▶ [練習問題]:
- a) 狭小住宅の解説文に出てくる数値を、単位を付けてすべて挙げてください。
- b) 狭小住宅の解説文の「いまさら聞けない!家と暮らしのキーワード」から「都市部で人気の「狭小住宅」とは?」までを、「狭小住宅」を「小さな家」に差し替えて書き直してください。
- c) 狭小住宅の解説文を、最後の文の後から書き継いでください。

土地探しの前に知りたいメリット・デメリット、快適に過ごす工夫を解説

いまさら聞けない!家と暮らしのキーワード

日本は島国。その多くの土地が山に囲まれているため、住むことができる土地は、全国土の27.3%しかないそうです。
地代が高く、近年はさらに地価高騰をつづけている背景もあり、生活環境や利便性を最優先に、限られた予算の中で小さな土地を購入する人も増えています。
狭い土地や変形地に建てられたいわゆる「狭小住宅」は、家の中が狭く、生活するには不便というイメージを持たれることも少なくありません。しかしこの狭小住宅、本当に不便なものなのでしょうか?
そこで今回は、狭小住宅の概要やメリット・デメリット、快適に暮らすための工夫について詳しく解説します。


都市部で人気の「狭小住宅」とは?


明確な定義はありませんが、一般的に、15坪(50㎡)以下の土地に建てられた住宅を狭小住宅と呼びます。

▶ [提供データ]:

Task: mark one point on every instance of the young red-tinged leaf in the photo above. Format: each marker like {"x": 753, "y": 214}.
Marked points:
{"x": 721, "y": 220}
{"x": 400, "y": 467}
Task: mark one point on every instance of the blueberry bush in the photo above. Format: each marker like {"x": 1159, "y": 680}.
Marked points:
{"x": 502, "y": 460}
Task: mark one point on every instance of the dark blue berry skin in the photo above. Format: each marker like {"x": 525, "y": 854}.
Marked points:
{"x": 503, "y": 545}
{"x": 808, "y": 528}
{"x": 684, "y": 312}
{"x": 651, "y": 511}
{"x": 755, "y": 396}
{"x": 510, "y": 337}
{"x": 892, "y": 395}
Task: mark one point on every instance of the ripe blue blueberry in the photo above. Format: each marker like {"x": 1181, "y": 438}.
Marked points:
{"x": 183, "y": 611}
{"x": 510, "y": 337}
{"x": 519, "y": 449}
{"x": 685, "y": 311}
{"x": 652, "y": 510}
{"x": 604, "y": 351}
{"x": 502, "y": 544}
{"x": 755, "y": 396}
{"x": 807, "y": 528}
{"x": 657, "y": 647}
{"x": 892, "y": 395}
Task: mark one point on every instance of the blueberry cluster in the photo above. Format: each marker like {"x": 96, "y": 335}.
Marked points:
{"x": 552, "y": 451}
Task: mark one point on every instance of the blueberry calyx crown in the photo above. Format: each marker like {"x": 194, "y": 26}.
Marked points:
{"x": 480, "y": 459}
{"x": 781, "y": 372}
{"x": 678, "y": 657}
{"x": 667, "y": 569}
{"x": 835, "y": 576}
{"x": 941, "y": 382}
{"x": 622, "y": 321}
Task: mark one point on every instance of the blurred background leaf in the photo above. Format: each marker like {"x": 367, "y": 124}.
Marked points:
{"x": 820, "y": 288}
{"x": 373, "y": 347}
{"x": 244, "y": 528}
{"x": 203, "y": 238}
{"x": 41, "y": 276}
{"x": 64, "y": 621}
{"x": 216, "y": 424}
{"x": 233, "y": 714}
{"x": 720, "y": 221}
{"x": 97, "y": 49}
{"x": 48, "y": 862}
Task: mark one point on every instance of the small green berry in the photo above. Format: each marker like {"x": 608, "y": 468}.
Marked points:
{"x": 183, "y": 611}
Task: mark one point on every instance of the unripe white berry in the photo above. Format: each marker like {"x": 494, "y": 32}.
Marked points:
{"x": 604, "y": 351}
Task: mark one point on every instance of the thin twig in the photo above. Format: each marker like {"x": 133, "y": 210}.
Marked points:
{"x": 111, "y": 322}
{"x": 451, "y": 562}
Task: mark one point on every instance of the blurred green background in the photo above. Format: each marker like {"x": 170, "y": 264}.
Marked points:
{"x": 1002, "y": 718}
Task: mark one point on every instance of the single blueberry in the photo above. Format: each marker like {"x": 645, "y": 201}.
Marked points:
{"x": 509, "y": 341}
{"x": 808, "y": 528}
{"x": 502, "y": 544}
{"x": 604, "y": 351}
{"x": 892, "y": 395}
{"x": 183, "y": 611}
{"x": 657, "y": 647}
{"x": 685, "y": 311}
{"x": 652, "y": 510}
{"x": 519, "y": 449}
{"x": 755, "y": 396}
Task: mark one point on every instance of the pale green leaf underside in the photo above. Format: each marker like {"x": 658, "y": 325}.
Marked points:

---

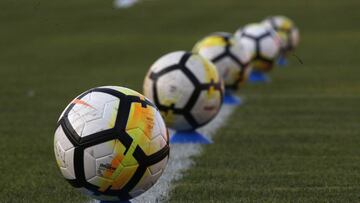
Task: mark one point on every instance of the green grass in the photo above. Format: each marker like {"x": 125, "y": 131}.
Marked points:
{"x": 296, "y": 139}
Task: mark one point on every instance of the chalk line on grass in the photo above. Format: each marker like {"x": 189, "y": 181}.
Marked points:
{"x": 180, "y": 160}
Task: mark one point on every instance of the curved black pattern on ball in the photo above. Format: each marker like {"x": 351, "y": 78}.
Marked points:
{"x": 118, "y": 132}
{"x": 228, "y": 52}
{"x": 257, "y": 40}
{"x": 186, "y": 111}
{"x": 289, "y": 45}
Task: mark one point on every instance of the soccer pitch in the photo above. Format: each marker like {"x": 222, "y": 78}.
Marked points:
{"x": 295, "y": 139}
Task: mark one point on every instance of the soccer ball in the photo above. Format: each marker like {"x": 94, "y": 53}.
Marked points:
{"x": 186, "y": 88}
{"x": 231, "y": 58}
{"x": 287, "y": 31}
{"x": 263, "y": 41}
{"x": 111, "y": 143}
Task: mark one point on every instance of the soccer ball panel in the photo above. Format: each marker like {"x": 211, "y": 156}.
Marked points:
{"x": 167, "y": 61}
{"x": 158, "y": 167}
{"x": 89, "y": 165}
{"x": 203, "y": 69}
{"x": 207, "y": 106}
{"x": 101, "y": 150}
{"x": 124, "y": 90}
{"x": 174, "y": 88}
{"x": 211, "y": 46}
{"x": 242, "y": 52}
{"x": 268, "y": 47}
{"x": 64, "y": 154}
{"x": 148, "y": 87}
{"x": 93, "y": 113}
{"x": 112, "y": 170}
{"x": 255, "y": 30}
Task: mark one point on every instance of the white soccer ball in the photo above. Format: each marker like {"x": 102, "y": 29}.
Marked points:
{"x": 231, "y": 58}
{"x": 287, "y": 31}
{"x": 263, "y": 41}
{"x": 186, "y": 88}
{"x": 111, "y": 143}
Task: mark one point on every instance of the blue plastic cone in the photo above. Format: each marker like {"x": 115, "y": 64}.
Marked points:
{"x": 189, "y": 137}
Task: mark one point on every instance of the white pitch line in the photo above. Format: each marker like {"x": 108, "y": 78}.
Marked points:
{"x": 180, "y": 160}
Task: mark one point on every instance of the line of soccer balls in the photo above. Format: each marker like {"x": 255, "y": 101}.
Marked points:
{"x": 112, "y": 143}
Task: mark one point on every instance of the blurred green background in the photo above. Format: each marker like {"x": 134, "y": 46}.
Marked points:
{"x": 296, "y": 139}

...

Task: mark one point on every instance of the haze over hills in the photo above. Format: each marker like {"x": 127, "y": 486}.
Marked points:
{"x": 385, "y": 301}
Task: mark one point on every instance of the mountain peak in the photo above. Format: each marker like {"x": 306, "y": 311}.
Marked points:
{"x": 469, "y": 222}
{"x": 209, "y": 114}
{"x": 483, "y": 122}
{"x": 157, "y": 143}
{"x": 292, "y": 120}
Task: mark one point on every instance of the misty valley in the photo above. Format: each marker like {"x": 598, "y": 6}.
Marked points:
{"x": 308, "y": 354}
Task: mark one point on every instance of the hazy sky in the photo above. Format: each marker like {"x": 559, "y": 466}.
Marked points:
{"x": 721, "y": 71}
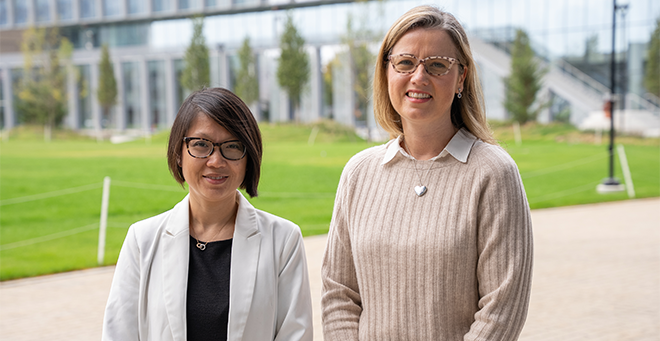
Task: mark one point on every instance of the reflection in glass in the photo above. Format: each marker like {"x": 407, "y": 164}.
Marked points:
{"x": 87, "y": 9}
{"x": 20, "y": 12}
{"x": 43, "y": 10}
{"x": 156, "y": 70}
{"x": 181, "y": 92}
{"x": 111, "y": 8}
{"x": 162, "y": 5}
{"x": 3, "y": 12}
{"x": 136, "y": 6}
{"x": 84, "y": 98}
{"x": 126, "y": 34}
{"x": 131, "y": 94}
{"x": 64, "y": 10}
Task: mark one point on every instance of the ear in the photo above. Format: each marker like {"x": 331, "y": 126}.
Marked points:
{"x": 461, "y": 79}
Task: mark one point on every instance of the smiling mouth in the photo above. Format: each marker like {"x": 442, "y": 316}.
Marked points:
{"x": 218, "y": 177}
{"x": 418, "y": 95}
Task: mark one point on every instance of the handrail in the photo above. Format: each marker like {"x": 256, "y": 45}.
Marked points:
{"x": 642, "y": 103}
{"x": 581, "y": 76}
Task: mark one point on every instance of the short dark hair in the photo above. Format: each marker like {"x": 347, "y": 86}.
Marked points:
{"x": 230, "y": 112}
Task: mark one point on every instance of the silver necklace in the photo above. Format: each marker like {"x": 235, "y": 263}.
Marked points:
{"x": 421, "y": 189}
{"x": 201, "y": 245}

▶ [解答]:
- a) 27.3%、15坪、50㎡

- b)
いまさら聞けない!家と暮らしのキーワード

日本は島国。その多くの土地が山に囲まれているため、住むことができる土地は、全国土の27.3%しかないそうです。
地代が高く、近年はさらに地価高騰をつづけている背景もあり、生活環境や利便性を最優先に、限られた予算の中で小さな土地を購入する人も増えています。
狭い土地や変形地に建てられたいわゆる「小さな家」は、家の中が狭く、生活するには不便というイメージを持たれることも少なくありません。しかしこの小さな家、本当に不便なものなのでしょうか?
そこで今回は、小さな家の概要やメリット・デメリット、快適に暮らすための工夫について詳しく解説します。


都市部で人気の「小さな家」とは?

- c)
地価の高い都市部で多く見られ、庭がなく敷地ギリギリまで家が建てられていることがほとんどです。床面積を確保するために、地下室や3階を設けている家も多くあります。
日本では需要が多く、大手住宅メーカーの中には9坪程度の敷地に建てられる家もあり、都市部で家を建てたい人の選択肢になることも少なくありません。
狭小住宅は、一見するとその狭さが居住空間の制約となるように思われがちですが、近年では設計や設備の発展により、限られた空間を効率的に活用しながら快適な生活を実現する例も増えています。そのため、都市部での住宅需要を担う重要な選択肢のひとつとして注目されています。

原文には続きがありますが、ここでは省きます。